The problem →
Beginning at the line that contains "of the popcorn", transcribe the remaining lines of the listing exactly; include the final line and omit everything before.

Supplied data →
________

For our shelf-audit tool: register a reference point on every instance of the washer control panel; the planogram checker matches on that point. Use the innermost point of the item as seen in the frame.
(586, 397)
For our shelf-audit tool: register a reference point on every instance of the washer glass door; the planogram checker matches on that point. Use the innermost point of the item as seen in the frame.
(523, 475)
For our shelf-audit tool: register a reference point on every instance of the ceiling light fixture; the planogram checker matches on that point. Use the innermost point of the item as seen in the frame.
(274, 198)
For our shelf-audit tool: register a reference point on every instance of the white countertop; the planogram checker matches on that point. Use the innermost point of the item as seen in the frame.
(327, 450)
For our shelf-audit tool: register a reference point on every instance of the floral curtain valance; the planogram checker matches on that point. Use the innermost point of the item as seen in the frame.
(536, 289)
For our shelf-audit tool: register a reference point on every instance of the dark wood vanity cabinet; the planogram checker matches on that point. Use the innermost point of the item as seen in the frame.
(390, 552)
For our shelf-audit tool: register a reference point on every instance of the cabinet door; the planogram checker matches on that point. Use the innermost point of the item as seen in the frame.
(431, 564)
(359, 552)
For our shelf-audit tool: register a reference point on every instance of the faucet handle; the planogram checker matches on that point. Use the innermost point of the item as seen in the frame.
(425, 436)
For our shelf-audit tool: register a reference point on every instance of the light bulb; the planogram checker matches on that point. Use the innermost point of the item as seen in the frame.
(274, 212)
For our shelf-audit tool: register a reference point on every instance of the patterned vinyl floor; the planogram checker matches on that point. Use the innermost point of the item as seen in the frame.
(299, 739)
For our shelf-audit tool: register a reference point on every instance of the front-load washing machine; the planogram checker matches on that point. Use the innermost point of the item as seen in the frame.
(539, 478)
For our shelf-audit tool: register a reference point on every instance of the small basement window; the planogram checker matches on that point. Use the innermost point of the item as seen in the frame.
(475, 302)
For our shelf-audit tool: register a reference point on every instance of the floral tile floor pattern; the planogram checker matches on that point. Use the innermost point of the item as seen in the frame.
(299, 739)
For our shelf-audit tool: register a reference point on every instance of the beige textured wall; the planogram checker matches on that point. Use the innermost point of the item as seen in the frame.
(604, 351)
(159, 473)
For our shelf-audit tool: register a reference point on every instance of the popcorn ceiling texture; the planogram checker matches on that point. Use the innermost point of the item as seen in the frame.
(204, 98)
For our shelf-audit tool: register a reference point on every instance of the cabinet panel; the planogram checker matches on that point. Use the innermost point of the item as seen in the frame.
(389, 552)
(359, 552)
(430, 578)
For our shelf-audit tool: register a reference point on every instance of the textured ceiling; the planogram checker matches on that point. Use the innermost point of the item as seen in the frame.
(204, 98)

________

Exercise output →
For our shelf-audit tool: register a reference point on every instance of the popcorn ceiling texture; the planogram checker matches on that point. Use the innermost point of the item as seen in the frame.
(204, 98)
For our shelf-audit tool: register a reference point on every instance of the cabinet panel; the planogram checker matches on that point. Use the innermost point of the item as seen in the frame.
(389, 552)
(359, 552)
(430, 578)
For our shelf-audit tool: register a reference point on every instance of the textured ceiling; the planogram checker matches on that point. Use the innermost point of the item as seen in the frame.
(204, 98)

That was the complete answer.